__AIM__
Copy the data from the line that contains "In this exercise you will locate the mountain" through the line that contains "In this exercise you will locate the bush", changing each "every instance" to "each occurrence" and leaving everything else as it is.

+++ TASK MATERIAL

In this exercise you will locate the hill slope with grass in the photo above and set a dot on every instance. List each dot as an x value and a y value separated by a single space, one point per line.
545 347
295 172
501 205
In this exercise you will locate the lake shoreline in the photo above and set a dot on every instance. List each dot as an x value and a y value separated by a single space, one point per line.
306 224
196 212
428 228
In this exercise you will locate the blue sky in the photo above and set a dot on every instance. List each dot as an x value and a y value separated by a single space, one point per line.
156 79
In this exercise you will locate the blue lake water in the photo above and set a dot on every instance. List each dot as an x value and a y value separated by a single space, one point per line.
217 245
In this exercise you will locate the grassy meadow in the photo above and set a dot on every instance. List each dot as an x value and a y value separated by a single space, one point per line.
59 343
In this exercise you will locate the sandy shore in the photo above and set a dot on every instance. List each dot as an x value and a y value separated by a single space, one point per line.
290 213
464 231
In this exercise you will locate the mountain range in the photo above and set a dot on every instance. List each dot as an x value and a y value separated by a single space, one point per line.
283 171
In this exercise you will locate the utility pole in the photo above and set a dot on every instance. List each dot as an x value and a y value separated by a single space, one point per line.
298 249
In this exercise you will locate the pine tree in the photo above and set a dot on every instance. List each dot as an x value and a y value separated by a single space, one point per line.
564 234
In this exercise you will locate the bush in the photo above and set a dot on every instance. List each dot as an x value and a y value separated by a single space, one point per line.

++++++
+++ TASK MATERIAL

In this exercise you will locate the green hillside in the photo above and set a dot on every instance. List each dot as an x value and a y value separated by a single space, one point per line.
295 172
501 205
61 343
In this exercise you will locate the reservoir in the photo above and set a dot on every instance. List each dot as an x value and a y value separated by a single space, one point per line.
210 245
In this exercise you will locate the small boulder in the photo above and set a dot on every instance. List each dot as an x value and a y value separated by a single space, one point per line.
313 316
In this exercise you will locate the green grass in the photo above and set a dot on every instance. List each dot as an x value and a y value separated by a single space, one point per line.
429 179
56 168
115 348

++++++

__TASK OUTPUT__
In this exercise you will locate the mountain range in the photo above and set a dot on each occurrence. List each dot as an x value and a y value separated by a single space, one point per line.
283 171
In this exercise you will locate the utility pole in the photo above and set a dot on each occurrence. List each dot as an x value and a y value separated by a single space, one point per line.
298 249
In this exercise you will locate the pine tree in the photo above and set a dot on each occurrence. List each dot as an x value and a y value separated by a single space, one point per line.
564 234
In this exercise you will locate the bush in the photo above and set a dot on each occurrence. List each dot as an x value and a y value separated by a single space, one point per line.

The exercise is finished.